WORK REQUEST
Each line from the one with "Target: pedestrian" to the final line of the data must be reproduced exactly, and no other line may appear.

RECORDS FOR THE TASK

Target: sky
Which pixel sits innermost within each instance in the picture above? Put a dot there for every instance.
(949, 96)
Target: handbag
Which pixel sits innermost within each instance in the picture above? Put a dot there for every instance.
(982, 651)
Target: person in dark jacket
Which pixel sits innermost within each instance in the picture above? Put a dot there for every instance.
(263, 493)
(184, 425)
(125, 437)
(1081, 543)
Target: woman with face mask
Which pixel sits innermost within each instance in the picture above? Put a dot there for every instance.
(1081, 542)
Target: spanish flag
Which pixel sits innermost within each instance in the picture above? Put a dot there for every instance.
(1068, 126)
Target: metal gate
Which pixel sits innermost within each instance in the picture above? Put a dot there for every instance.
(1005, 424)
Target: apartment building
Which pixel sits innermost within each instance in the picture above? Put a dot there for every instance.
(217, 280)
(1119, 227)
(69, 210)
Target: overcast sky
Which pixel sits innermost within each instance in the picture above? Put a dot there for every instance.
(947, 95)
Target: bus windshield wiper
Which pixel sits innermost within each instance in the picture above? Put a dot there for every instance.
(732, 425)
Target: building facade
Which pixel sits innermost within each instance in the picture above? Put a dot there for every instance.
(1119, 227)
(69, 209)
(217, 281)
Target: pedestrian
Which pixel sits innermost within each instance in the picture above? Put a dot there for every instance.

SOLUTION TO THE EXERCISE
Target: pedestrian
Which pixel sits innermost within each instance in the picture above? Put a dot there for every instance.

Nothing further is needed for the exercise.